◆ **WHAT IS NEEDED**:
Beginning at the line containing "Can you find the potter's hand?", output every line to the end of the data below exactly as it appears.

◆ **GIVEN ENTRIES**:

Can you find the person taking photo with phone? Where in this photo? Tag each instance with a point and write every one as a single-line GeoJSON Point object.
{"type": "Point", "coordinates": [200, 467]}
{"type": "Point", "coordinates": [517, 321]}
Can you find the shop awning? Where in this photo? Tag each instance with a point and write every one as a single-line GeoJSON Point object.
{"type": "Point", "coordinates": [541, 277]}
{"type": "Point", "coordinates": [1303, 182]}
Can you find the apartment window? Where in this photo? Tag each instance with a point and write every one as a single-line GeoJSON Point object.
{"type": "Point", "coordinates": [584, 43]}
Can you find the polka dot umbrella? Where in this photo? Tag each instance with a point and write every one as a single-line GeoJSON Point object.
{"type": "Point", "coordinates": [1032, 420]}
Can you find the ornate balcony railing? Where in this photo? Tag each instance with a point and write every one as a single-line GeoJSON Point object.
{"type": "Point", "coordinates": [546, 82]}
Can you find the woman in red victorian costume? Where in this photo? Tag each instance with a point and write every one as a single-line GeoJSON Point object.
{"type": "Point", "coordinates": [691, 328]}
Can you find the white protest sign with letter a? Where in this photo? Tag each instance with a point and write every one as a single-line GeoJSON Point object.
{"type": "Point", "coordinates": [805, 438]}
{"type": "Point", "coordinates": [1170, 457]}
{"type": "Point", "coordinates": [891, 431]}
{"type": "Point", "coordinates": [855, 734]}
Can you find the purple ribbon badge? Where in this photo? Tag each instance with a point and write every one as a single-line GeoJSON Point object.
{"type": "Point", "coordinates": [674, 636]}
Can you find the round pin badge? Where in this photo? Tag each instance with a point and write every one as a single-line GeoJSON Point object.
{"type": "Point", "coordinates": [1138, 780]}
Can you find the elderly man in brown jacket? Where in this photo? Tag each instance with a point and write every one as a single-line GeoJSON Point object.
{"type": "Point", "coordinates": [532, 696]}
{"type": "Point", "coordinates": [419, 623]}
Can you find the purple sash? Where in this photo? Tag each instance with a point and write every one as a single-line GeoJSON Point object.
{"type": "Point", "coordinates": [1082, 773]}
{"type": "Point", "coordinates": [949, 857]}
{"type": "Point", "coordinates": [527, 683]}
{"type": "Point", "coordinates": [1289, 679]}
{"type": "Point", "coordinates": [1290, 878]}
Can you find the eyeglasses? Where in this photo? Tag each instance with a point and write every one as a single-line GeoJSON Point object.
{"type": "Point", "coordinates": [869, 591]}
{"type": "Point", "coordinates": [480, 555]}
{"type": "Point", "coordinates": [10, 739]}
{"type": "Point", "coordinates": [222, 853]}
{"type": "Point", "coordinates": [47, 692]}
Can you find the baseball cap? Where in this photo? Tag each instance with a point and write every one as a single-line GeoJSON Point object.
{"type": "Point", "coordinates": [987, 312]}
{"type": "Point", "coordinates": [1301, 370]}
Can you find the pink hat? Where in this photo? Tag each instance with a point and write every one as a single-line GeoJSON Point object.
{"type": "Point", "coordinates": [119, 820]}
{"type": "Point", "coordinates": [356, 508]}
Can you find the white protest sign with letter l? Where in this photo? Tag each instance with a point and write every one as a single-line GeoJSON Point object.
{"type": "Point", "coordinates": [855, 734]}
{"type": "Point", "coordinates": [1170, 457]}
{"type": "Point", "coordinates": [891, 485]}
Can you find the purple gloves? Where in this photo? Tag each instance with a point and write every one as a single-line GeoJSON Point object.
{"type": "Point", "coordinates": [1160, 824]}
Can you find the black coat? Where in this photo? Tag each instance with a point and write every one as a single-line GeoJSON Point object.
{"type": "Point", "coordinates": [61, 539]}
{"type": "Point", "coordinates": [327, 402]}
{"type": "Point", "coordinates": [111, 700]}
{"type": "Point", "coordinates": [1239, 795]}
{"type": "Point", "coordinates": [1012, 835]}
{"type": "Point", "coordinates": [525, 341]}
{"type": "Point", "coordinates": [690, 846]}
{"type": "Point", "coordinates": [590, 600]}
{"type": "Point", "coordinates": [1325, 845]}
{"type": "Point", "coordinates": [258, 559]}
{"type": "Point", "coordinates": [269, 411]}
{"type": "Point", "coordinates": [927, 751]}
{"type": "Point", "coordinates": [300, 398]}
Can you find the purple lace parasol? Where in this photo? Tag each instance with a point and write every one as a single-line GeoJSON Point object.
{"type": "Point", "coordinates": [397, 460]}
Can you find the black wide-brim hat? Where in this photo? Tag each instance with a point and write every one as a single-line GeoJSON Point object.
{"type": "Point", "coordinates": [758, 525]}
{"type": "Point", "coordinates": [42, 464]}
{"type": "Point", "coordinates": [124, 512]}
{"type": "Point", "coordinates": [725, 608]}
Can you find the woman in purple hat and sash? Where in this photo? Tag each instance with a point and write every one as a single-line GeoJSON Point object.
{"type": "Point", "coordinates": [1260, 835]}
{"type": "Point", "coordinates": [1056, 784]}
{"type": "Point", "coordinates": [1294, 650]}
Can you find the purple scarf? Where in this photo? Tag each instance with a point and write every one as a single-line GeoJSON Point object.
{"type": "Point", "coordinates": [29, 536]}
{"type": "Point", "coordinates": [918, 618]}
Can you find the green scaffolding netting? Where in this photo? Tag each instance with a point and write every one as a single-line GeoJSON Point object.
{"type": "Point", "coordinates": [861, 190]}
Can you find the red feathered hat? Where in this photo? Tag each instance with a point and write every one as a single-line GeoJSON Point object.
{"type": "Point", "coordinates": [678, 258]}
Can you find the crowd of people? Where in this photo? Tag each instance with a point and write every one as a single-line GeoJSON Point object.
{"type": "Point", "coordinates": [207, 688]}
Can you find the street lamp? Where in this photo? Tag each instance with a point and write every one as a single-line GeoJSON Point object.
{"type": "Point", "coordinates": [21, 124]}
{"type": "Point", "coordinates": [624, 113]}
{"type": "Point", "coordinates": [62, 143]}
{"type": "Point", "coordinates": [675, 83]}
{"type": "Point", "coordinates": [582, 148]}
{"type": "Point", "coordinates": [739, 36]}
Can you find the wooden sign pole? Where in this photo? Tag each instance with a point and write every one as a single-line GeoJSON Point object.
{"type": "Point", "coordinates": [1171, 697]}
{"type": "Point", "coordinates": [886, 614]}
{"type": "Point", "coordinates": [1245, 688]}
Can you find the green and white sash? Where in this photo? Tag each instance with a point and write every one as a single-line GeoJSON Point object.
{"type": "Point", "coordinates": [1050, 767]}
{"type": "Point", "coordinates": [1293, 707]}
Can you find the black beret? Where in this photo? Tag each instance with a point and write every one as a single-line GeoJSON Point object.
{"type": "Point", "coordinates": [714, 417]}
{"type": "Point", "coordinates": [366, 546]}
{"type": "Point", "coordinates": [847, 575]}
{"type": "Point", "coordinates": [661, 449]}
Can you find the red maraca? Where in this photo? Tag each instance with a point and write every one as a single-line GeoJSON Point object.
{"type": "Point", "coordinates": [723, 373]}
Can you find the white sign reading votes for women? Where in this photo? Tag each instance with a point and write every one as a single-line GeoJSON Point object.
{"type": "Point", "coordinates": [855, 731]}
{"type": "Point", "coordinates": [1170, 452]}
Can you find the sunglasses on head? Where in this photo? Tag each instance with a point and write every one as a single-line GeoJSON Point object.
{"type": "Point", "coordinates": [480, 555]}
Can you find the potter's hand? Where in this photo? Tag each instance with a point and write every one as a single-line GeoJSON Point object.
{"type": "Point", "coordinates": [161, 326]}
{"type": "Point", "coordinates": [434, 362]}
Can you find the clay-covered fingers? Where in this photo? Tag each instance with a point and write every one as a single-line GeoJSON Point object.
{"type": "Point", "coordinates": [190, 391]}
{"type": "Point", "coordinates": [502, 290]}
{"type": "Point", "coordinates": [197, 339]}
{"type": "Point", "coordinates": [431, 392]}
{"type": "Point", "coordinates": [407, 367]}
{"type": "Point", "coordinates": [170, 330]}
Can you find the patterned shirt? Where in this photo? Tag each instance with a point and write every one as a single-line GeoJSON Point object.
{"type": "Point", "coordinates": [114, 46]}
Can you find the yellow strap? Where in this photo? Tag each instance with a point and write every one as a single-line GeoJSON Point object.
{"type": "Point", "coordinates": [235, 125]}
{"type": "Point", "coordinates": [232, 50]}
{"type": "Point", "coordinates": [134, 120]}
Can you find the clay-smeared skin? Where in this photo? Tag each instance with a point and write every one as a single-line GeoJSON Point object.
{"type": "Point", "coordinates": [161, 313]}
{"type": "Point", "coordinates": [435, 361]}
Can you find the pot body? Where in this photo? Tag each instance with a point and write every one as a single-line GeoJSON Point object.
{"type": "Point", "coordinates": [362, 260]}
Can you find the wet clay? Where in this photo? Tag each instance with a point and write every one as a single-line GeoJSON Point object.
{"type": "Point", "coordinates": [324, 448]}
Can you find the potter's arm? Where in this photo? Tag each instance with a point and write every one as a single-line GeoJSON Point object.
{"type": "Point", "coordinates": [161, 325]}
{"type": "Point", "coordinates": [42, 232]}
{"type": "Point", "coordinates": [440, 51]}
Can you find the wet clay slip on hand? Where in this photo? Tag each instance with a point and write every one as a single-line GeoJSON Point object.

◆ **FINAL RESULT**:
Can you find the potter's hand? Where in this photo? Tag each instance with a point and write every one as a single-line GeoJSON Point object.
{"type": "Point", "coordinates": [161, 326]}
{"type": "Point", "coordinates": [434, 362]}
Can you find the clay-covered fingers? Where in this photo? Tag each instance with a point and write every one as a single-line GeoJSON Point object.
{"type": "Point", "coordinates": [190, 391]}
{"type": "Point", "coordinates": [502, 290]}
{"type": "Point", "coordinates": [197, 339]}
{"type": "Point", "coordinates": [431, 392]}
{"type": "Point", "coordinates": [407, 367]}
{"type": "Point", "coordinates": [170, 330]}
Can you find the patterned shirt? Where in this photo? Tag each instance with a point and write every one as a single-line GeoJSON Point object.
{"type": "Point", "coordinates": [114, 46]}
Can you find the yellow strap? Where in this photo? Tag each instance with a point and write every one as a single-line GeoJSON Point object.
{"type": "Point", "coordinates": [235, 125]}
{"type": "Point", "coordinates": [232, 50]}
{"type": "Point", "coordinates": [134, 120]}
Can you find the clay-smeared skin? Where in this photo? Tag each instance with a point and write every one as a single-line GeoJSON Point object.
{"type": "Point", "coordinates": [161, 313]}
{"type": "Point", "coordinates": [435, 361]}
Can you find the pot body? Where in this photo? Tag each instance with a point and write every one as a single-line GeoJSON Point object.
{"type": "Point", "coordinates": [362, 260]}
Can you find the wet clay? Where in this photo? Tag each instance with a point and write every one as a single-line GeoJSON Point object.
{"type": "Point", "coordinates": [324, 448]}
Can you find the potter's arm? Where in this photo? Tag each instance with a point and write every one as a single-line GeoJSON Point object.
{"type": "Point", "coordinates": [161, 325]}
{"type": "Point", "coordinates": [42, 232]}
{"type": "Point", "coordinates": [440, 51]}
Can you find the wet clay slip on hand? Where in this photo? Tag each instance with a point and write every one as a single-line GeoJSON Point object.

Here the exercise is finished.